DIE AUFGABE:
Beantworte anhand des Auszugs über den Sozialpass im Landkreis Freising:
(a) Wie viele Personen sind derzeit bezugsberechtigt?
(b) Wo fand die Pressekonferenz statt, auf der Charlotte Reitsam sprach?
(c) Von welcher Gruppe ging der Anstoß zur Einführung des Ausweises aus?

AUSZUG:

· · ·

Was lange währt, wird endlich gut: Nach erheblichen Startschwierigkeiten hat der Landkreis Freising jetzt endlich den Sozialpass auf den Weg gebracht. Dieser soll Empfängerinnen und Empfängern von sozialen Leistungen mehr Teilhabe am öffentlichen Leben ermöglichen. Beteiligt sind derzeit sechs Kommunen, was von der Einwohnerzahl her mehr als der Hälfte der Landkreisbevölkerung entspricht. Bezugsberechtigt sind derzeit 7386 Personen.
Der Sozialpass bietet aber nicht nur Bedürftigen mehr Teilhabe am öffentlichen Leben, sondern er hat auch eine gesellschaftliche Dimension. „Wir müssen wegkommen von der ewigen Spaltung der Gesellschaft“, formulierte es Charlotte Reitsam, eine der Initiatorinnen des Sozialpasses, während einer Pressekonferenz im Landratsamt.
Der Anstoß zur Einführung des Ausweises ging von einem Prozess innerhalb der Agenda-21-Gruppe „Tisch füreinander“ in der Stadt Freising aus. Reitsam transportierte die Idee in den Stadtrat, wo es letztlich eine parteiübergreifende Zustimmung zur Einführung des Sozialpasses gab. Skepsis herrschte zunächst in den Gremien des Kreistags und unter einigen Bürgermeistern im Landkreis.

· · ·

VORLIEGENDE ZEILEN:
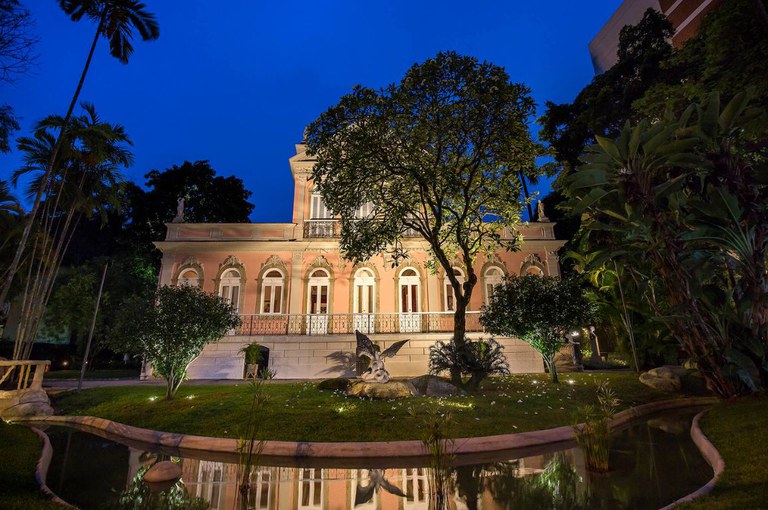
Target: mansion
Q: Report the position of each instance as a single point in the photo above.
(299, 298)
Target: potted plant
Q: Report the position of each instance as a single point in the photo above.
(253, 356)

· · ·

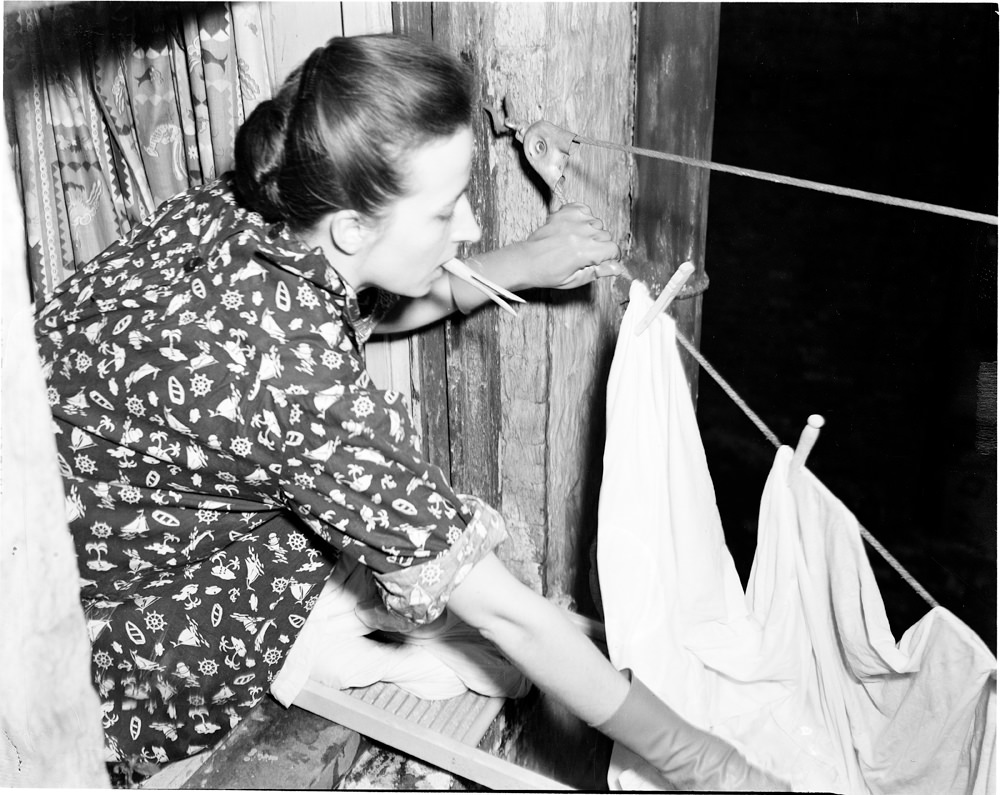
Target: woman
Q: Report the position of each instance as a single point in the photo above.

· · ·

LÖSUNG:
(a) 7386 Personen
(b) Im Landratsamt
(c) Von der Agenda-21-Gruppe „Tisch füreinander“ in der Stadt Freising